→ Material shown:
--- Start ---
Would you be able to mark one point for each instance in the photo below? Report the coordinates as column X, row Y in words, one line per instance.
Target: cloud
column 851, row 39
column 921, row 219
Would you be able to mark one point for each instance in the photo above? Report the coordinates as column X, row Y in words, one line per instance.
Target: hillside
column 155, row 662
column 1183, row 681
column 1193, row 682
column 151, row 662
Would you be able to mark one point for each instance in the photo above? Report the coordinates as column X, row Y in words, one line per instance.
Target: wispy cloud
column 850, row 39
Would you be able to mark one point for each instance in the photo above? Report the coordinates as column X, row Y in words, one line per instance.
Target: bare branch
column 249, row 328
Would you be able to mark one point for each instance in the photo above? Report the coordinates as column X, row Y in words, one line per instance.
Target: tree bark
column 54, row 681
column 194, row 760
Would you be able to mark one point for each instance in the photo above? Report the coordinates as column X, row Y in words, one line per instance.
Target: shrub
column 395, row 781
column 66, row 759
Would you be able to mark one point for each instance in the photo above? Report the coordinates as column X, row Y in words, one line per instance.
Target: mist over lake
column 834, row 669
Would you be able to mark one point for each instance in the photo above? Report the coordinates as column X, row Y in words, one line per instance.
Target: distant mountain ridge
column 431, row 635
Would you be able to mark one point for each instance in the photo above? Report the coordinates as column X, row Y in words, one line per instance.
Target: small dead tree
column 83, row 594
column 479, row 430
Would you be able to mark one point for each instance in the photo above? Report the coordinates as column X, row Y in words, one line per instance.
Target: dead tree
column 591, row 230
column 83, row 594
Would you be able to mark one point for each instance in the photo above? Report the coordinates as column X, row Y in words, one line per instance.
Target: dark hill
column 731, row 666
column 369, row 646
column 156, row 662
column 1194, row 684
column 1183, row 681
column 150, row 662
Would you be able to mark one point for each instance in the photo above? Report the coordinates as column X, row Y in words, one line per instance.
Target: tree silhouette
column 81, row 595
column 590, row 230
--- End ---
--- Start ---
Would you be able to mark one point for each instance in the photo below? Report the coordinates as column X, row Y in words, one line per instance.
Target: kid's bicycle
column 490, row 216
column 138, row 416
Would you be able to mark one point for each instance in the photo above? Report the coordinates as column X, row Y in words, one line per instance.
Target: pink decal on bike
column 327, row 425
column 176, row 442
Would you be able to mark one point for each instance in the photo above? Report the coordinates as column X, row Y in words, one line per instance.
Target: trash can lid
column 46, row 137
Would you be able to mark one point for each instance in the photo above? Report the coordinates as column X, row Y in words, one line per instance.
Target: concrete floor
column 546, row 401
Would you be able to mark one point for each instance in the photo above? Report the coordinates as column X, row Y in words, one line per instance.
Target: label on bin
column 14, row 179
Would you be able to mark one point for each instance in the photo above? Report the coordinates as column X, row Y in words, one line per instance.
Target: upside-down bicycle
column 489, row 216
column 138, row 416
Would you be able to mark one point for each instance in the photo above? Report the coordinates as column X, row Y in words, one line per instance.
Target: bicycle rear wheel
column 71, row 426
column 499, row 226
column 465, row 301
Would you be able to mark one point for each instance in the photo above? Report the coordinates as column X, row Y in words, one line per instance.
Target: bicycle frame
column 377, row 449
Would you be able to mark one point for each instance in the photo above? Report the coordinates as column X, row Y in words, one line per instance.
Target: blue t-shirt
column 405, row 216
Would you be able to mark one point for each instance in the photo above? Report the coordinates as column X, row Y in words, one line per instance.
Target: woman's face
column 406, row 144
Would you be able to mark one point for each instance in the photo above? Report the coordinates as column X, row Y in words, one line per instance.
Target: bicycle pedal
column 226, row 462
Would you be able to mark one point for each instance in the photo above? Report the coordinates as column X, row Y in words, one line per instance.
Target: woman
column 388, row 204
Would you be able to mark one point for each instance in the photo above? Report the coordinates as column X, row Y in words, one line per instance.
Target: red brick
--- End ---
--- Start ---
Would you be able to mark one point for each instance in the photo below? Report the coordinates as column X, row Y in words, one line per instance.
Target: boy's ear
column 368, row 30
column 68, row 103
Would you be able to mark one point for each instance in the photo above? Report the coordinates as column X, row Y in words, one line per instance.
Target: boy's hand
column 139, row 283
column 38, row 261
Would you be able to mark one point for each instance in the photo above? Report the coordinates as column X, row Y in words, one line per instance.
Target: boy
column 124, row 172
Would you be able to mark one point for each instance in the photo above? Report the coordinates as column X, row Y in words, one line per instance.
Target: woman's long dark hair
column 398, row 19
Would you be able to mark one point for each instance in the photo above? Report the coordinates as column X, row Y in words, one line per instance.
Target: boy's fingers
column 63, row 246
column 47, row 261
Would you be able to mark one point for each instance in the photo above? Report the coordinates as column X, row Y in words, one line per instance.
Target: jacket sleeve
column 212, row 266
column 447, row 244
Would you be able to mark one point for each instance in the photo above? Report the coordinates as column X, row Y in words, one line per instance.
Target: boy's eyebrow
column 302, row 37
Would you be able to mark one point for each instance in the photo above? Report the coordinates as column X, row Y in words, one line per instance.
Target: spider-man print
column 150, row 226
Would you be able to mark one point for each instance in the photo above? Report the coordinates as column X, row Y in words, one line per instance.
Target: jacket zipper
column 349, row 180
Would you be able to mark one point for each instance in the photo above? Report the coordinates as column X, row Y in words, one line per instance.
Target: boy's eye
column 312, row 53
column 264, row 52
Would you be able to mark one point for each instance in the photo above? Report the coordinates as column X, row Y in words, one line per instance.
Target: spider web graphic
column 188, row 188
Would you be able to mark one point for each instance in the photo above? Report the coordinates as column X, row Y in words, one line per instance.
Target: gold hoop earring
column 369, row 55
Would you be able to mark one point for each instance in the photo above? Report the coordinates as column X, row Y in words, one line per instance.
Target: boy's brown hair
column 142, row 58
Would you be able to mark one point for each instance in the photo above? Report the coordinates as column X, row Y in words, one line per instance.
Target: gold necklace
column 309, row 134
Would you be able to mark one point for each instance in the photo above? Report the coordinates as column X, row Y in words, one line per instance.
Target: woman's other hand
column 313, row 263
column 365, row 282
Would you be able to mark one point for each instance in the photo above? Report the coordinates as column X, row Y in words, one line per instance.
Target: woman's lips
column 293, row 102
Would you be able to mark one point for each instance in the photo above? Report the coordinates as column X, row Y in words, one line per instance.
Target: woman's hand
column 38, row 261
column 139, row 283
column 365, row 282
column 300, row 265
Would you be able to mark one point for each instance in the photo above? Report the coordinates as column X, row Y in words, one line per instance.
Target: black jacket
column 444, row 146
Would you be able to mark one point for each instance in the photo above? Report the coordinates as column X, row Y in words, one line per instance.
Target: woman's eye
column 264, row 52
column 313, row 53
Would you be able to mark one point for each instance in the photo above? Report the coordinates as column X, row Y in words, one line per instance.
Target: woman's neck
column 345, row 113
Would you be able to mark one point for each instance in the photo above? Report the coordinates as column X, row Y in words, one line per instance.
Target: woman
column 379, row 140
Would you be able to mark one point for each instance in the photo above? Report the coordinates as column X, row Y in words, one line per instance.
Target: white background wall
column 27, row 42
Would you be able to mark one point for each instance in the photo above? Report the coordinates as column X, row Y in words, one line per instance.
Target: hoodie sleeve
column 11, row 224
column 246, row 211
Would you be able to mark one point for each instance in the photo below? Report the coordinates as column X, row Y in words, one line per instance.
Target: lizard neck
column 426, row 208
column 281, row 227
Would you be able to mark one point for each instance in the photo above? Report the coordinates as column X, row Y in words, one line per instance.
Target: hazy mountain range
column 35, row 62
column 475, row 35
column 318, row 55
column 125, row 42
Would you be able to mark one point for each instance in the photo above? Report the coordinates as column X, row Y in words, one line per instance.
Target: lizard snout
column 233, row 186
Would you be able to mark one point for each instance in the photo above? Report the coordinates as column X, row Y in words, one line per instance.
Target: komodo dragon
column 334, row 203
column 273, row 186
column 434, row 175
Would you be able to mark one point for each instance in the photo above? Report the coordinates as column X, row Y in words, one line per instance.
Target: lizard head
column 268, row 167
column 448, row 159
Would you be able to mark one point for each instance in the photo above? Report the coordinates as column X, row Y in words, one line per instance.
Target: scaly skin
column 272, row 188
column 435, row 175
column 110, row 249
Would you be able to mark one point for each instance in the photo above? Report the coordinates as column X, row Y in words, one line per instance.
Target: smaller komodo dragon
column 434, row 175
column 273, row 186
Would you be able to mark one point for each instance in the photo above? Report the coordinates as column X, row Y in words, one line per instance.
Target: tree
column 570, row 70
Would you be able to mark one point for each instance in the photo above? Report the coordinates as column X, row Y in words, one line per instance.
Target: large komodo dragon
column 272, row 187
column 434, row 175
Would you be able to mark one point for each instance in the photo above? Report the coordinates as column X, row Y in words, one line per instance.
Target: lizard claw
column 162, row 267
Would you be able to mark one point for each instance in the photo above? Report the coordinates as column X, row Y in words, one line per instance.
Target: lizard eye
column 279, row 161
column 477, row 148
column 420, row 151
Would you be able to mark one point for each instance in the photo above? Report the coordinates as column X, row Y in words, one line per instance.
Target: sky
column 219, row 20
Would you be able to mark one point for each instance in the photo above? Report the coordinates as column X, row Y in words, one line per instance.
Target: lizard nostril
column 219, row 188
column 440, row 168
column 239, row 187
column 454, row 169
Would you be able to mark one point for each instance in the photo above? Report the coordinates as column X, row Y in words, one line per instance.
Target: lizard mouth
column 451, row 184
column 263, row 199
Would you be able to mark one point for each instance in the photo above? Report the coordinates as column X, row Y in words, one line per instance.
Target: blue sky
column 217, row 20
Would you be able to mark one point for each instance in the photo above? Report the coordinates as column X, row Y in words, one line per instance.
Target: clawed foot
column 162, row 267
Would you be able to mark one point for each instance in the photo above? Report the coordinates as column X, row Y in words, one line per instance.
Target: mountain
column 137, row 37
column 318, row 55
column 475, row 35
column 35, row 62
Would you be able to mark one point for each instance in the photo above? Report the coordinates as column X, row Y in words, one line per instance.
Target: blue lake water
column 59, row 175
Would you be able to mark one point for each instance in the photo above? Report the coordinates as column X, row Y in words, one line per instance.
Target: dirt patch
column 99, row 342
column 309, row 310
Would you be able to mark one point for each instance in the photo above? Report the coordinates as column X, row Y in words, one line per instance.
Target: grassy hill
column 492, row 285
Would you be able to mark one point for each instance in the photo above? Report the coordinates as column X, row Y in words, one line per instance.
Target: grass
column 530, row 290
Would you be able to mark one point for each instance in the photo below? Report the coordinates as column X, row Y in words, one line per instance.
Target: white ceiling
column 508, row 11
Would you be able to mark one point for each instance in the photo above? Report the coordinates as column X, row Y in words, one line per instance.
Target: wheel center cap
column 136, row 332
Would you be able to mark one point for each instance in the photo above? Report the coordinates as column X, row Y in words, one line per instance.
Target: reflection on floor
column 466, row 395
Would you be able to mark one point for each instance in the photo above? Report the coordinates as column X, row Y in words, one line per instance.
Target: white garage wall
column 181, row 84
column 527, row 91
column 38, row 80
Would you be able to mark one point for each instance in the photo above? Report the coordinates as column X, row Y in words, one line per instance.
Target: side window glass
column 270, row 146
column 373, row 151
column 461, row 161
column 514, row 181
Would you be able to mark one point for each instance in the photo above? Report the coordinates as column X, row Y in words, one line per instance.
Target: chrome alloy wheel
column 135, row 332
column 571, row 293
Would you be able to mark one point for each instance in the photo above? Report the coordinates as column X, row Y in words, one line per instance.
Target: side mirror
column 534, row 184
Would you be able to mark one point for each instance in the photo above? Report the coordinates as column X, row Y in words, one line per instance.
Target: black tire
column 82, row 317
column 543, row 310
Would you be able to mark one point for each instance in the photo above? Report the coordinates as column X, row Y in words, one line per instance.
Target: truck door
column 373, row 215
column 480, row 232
--- End ---
→ Problem to solve: List every line in the records above that contains the word "woman", copying each line in full. Case counts.

→ Output for this exercise:
Target: woman's face
Target: woman
Target: woman's long dark hair
Target: woman's other hand
Target: woman's lips
Target: woman's hand
Target: woman's eye
Target: woman's neck
Target: woman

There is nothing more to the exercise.